> [Aufgabe]: Schreiben Sie den nachstehenden Urteilsauszug zur Mitvermietung des Gartens bei einem Einfamilienhaus vollständig und zeichengetreu ab.

> [Dokumentauszug]:
OLG Köln, Urteil vom 05.11.1993 - 19 U 132/93
Fundstelle
openJur 2012, 74031
Rechtskraft:

Wird ein Einfamilienhaus vermietet und im vorformulierten "Mietvertrag für Wohnungen" mit der Lageangabe nach Ort, Straße und Hausnummer näher bezeichnet, ohne daß sich aus dem Vertragstext ergibt, ob der Garten mitvermietet worden ist, so ist nach der Verkehrsanschauung davon auszugehen, daß das gesamte unter dieser Anschrift gelegene Grundstück mitvermietet ist und nicht nur der unmittelbar am Hause gelegene Ziergarten.

Gründe

Die zulässige Berufung hat in der Sache Erfolg.

Die Klage ist unbegründet.

Den Klägern steht aus keinem rechtlichen Gesichtspunkt der

geltend gemachte Duldungsanspruch gegen die Beklagte zu.

Er folgt nicht aus dem Eigentum am Grundstück.

Dabei kann offen bleiben, ob tatsächlich beide Eheleute

Eigentümer des Grundstücks sind.

Denn die Beklagte hat entgegen der Auffassung des Landgerichts

aufgrund des Mietvertrages über das Einfamilienhaus ein Recht zum

Besitz auch an dem um das Haus herum gelegenen Grund und Boden des

gesamten Grundstücks K. Straße 4.

Es kann in diesem Zusammenhang dahinstehen, ob die Beklagte, die

zwar im Rubrum des Mietvertrages als Mieterin neben ihrem Ehemann

genannt ist, den Vertrag selbst aber nicht mitunterzeichnet hat,

von Anfang an Vertragspartnerin der Kläger war, denn sie ist es

zumindest nach dem Tode ihres Mannes gemäß § 569 a BGB

geworden.

> [Daten]:
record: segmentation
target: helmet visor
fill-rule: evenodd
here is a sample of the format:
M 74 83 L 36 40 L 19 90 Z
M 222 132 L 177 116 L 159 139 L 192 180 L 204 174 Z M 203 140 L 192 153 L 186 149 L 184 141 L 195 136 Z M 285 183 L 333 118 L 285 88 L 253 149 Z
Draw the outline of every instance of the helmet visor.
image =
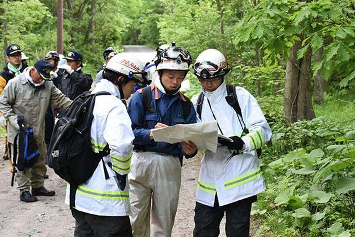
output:
M 229 71 L 228 68 L 222 69 L 210 61 L 201 61 L 194 65 L 195 75 L 204 79 L 212 79 L 224 76 Z M 199 72 L 196 74 L 196 73 Z
M 180 57 L 182 61 L 188 62 L 192 60 L 189 51 L 180 47 L 170 47 L 163 51 L 161 56 L 170 59 L 177 59 Z

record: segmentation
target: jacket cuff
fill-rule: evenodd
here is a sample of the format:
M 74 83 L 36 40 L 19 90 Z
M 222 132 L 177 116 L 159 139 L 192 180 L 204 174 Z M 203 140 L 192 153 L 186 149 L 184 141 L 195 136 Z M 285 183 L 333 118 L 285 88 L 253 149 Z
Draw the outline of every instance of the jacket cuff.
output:
M 195 152 L 192 154 L 189 155 L 187 155 L 187 154 L 185 154 L 185 153 L 184 153 L 184 156 L 185 156 L 185 158 L 186 158 L 187 159 L 188 159 L 188 158 L 191 158 L 192 157 L 194 157 L 194 156 L 195 156 L 196 155 L 196 154 L 197 154 L 197 153 L 198 152 L 199 152 L 199 149 L 197 149 L 196 151 Z
M 251 146 L 251 143 L 250 142 L 250 140 L 249 140 L 249 138 L 245 136 L 244 136 L 241 138 L 245 144 L 245 148 L 242 151 L 245 152 L 249 152 L 251 151 L 253 148 Z

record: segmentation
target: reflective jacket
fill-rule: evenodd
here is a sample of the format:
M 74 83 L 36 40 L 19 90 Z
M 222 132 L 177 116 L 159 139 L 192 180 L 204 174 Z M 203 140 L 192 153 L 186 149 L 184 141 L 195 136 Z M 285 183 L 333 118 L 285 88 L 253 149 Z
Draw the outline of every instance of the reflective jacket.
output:
M 70 75 L 65 72 L 59 88 L 70 99 L 73 100 L 85 91 L 88 91 L 91 84 L 91 76 L 84 73 L 80 67 Z
M 103 79 L 92 93 L 99 91 L 109 92 L 112 95 L 96 97 L 90 137 L 92 147 L 96 152 L 103 150 L 108 143 L 109 145 L 110 154 L 103 159 L 110 178 L 105 179 L 104 164 L 100 162 L 92 176 L 79 186 L 75 208 L 98 216 L 127 216 L 130 212 L 128 182 L 123 191 L 120 190 L 114 170 L 121 175 L 130 172 L 134 136 L 126 106 L 119 99 L 118 88 Z M 69 204 L 69 185 L 66 203 Z
M 154 108 L 154 112 L 149 111 L 144 113 L 142 91 L 140 90 L 133 94 L 128 105 L 127 111 L 132 121 L 132 129 L 135 134 L 133 141 L 135 149 L 175 156 L 184 155 L 189 158 L 184 154 L 180 143 L 171 144 L 157 142 L 149 138 L 150 129 L 154 128 L 158 123 L 172 126 L 196 122 L 196 115 L 192 104 L 188 116 L 186 119 L 184 118 L 182 102 L 185 99 L 181 92 L 169 96 L 162 92 L 163 89 L 158 89 L 158 86 L 161 86 L 160 83 L 153 86 L 151 91 L 152 99 L 150 108 Z
M 220 145 L 216 153 L 205 152 L 198 182 L 197 202 L 213 207 L 216 194 L 220 206 L 223 206 L 262 192 L 265 185 L 255 149 L 269 141 L 271 131 L 256 99 L 245 89 L 236 87 L 243 119 L 250 131 L 241 136 L 243 127 L 238 115 L 225 100 L 227 90 L 224 83 L 213 92 L 203 93 L 205 96 L 201 121 L 215 120 L 212 108 L 221 133 L 227 137 L 241 137 L 246 146 L 242 154 L 235 156 L 226 146 Z M 197 99 L 195 96 L 192 100 L 195 105 Z
M 58 90 L 52 81 L 35 87 L 26 79 L 31 67 L 10 80 L 0 96 L 0 111 L 8 122 L 7 139 L 13 143 L 19 127 L 17 116 L 23 115 L 33 129 L 36 142 L 44 141 L 44 118 L 50 103 L 65 109 L 71 101 Z

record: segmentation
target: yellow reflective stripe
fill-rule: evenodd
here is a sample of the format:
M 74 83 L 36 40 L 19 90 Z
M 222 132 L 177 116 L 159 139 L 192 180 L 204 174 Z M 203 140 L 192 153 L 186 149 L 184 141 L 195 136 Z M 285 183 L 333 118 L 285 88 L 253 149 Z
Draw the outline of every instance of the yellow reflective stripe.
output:
M 132 154 L 131 154 L 128 156 L 128 157 L 126 158 L 119 158 L 111 154 L 111 158 L 113 160 L 115 160 L 116 162 L 119 162 L 120 163 L 125 164 L 125 163 L 128 163 L 131 160 L 131 157 L 132 157 Z
M 202 191 L 213 194 L 215 194 L 216 192 L 215 186 L 204 183 L 200 179 L 199 179 L 199 182 L 197 183 L 197 187 Z
M 129 172 L 130 171 L 130 169 L 131 169 L 131 166 L 128 166 L 128 168 L 121 168 L 118 166 L 117 166 L 116 164 L 117 163 L 112 163 L 112 167 L 115 170 L 118 170 L 119 171 L 121 171 L 122 172 Z
M 225 182 L 224 187 L 227 189 L 228 189 L 237 186 L 241 185 L 261 176 L 261 170 L 259 167 L 245 174 Z
M 70 186 L 67 184 L 67 186 Z M 101 200 L 129 200 L 128 192 L 102 191 L 79 185 L 76 191 L 81 195 Z
M 95 152 L 100 152 L 103 150 L 106 147 L 106 144 L 101 143 L 95 143 L 93 140 L 91 140 L 91 148 Z

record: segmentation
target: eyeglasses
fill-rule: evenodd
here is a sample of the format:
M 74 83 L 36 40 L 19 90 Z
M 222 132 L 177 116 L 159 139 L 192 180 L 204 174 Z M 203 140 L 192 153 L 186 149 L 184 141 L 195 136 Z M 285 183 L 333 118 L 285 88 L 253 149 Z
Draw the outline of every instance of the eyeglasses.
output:
M 213 79 L 224 76 L 229 72 L 228 68 L 222 68 L 210 61 L 201 61 L 194 65 L 195 74 L 199 78 Z M 199 75 L 197 73 L 199 72 Z
M 169 47 L 161 53 L 161 56 L 163 58 L 174 60 L 176 60 L 180 57 L 182 61 L 187 62 L 189 63 L 191 63 L 192 61 L 191 56 L 189 51 L 181 47 Z

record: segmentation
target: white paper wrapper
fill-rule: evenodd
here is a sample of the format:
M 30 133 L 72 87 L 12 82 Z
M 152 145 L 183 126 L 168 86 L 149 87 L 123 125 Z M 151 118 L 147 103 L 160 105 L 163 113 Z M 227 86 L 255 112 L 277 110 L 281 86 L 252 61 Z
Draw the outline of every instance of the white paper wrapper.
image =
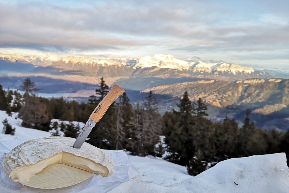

> [Antwort zur Aufgabe]:
OLG Köln, Urteil vom 05.11.1993 - 19 U 132/93
Fundstelle
openJur 2012, 74031
Rechtskraft:

Wird ein Einfamilienhaus vermietet und im vorformulierten "Mietvertrag für Wohnungen" mit der Lageangabe nach Ort, Straße und Hausnummer näher bezeichnet, ohne daß sich aus dem Vertragstext ergibt, ob der Garten mitvermietet worden ist, so ist nach der Verkehrsanschauung davon auszugehen, daß das gesamte unter dieser Anschrift gelegene Grundstück mitvermietet ist und nicht nur der unmittelbar am Hause gelegene Ziergarten.

Gründe

Die zulässige Berufung hat in der Sache Erfolg.

Die Klage ist unbegründet.

Den Klägern steht aus keinem rechtlichen Gesichtspunkt der

geltend gemachte Duldungsanspruch gegen die Beklagte zu.

Er folgt nicht aus dem Eigentum am Grundstück.

Dabei kann offen bleiben, ob tatsächlich beide Eheleute

Eigentümer des Grundstücks sind.

Denn die Beklagte hat entgegen der Auffassung des Landgerichts

aufgrund des Mietvertrages über das Einfamilienhaus ein Recht zum

Besitz auch an dem um das Haus herum gelegenen Grund und Boden des

gesamten Grundstücks K. Straße 4.

Es kann in diesem Zusammenhang dahinstehen, ob die Beklagte, die

zwar im Rubrum des Mietvertrages als Mieterin neben ihrem Ehemann

genannt ist, den Vertrag selbst aber nicht mitunterzeichnet hat,

von Anfang an Vertragspartnerin der Kläger war, denn sie ist es

zumindest nach dem Tode ihres Mannes gemäß § 569 a BGB

geworden.